THE TASK: Render the lines below as a numbered list, skipping any blank lines. Start at the first line and end at the line that contains "[[[165,98],[165,76],[131,68],[78,62],[77,87],[142,98]]]", including both.

THE INPUT:
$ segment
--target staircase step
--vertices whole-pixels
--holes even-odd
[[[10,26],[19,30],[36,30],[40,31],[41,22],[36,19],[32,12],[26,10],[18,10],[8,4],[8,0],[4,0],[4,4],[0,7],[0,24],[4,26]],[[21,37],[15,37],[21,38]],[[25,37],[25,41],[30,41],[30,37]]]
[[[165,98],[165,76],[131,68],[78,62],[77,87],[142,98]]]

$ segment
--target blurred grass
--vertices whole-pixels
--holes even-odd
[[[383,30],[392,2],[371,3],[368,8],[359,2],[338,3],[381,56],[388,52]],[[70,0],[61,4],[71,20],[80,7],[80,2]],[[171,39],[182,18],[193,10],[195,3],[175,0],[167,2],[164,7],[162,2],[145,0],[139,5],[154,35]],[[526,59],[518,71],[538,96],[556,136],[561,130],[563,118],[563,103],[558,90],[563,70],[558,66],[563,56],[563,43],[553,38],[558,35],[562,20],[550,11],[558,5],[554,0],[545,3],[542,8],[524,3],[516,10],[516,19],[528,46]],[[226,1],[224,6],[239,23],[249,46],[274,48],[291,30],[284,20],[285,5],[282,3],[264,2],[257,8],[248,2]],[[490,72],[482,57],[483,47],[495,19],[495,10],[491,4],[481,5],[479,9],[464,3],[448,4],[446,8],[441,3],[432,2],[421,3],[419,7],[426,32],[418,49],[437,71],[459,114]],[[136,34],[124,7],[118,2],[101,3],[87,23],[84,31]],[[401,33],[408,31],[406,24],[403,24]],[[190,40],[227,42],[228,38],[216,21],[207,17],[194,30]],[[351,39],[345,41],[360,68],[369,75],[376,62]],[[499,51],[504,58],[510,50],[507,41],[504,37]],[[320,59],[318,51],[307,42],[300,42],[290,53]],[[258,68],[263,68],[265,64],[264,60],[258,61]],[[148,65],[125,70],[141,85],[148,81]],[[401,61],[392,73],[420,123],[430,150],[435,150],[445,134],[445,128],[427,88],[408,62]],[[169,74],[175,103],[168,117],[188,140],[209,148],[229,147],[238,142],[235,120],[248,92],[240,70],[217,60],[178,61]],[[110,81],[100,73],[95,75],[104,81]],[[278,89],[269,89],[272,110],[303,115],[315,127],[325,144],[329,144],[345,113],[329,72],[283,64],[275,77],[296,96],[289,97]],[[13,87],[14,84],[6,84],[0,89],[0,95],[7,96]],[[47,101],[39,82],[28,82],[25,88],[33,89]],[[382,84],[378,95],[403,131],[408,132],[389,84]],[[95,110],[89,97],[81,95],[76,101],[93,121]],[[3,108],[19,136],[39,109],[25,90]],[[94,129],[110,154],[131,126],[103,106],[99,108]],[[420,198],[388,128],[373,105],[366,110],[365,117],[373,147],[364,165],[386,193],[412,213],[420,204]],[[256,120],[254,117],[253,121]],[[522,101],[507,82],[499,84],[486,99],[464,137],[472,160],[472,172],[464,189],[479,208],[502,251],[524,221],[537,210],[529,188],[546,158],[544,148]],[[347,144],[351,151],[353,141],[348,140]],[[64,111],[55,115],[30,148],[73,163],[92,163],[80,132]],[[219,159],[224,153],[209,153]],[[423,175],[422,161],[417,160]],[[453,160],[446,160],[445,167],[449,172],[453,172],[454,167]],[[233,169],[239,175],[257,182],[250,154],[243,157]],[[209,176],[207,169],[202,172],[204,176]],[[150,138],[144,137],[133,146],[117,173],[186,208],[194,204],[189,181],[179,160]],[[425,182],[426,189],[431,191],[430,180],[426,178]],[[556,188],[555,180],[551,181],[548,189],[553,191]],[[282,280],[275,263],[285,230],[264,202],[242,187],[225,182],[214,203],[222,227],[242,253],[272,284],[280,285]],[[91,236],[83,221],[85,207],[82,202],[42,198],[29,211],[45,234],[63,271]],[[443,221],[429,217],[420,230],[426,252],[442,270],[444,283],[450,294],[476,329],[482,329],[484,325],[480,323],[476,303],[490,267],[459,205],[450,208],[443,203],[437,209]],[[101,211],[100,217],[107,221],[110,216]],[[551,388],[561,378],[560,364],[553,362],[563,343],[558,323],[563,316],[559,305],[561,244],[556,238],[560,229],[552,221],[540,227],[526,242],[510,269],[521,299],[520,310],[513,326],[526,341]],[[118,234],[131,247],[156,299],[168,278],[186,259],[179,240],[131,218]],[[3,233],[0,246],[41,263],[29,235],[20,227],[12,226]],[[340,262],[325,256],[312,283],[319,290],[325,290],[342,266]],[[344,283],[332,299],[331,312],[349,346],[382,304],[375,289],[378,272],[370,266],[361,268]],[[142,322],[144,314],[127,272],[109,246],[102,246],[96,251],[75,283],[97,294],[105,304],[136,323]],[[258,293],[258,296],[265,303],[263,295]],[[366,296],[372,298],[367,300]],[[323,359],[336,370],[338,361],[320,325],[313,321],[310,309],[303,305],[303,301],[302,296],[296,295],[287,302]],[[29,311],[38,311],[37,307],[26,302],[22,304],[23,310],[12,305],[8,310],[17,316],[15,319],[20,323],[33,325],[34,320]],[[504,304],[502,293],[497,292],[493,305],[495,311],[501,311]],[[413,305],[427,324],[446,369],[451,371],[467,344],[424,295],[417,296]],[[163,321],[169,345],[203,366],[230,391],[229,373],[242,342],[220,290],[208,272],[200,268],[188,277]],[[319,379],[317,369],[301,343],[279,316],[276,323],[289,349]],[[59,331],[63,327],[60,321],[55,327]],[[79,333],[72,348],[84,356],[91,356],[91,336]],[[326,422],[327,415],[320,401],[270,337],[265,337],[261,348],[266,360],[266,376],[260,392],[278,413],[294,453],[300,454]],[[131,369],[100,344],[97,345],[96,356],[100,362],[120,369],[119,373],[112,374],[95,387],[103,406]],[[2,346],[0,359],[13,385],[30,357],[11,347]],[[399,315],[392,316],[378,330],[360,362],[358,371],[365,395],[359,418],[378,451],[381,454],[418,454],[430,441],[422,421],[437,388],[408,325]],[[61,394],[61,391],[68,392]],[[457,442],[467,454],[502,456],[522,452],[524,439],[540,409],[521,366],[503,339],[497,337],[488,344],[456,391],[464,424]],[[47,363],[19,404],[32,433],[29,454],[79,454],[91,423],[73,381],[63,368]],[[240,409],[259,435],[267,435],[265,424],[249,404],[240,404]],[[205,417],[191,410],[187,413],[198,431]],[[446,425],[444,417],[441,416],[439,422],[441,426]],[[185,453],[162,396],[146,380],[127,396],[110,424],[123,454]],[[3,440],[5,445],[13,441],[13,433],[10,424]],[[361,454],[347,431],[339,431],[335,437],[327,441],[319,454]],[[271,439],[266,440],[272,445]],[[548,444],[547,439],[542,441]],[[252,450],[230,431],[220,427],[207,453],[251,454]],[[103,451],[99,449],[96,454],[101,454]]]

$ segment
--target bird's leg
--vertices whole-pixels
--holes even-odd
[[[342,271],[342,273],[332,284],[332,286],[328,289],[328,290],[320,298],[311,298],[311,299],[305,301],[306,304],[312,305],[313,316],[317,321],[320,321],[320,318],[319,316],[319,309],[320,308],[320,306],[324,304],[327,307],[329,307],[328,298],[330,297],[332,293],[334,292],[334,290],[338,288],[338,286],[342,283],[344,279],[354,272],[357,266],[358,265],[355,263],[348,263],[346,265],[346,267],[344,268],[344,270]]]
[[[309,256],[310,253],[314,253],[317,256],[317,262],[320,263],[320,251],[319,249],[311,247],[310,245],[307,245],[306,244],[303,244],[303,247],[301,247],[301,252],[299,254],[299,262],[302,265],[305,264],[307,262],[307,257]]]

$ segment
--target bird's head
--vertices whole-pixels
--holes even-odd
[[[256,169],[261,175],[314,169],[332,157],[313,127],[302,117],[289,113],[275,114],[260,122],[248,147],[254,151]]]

WRITTEN SOLUTION:
1. $ segment
2. --target staircase step
3. --vertices whole-pixels
4. --holes even-odd
5. [[[10,26],[19,30],[36,30],[40,31],[41,22],[36,19],[32,12],[26,10],[18,10],[8,4],[8,0],[4,0],[4,4],[0,7],[0,24],[4,26]],[[21,37],[15,37],[21,38]],[[25,37],[25,41],[30,41],[30,37]]]
6. [[[165,98],[165,76],[131,68],[78,62],[77,87],[142,98]]]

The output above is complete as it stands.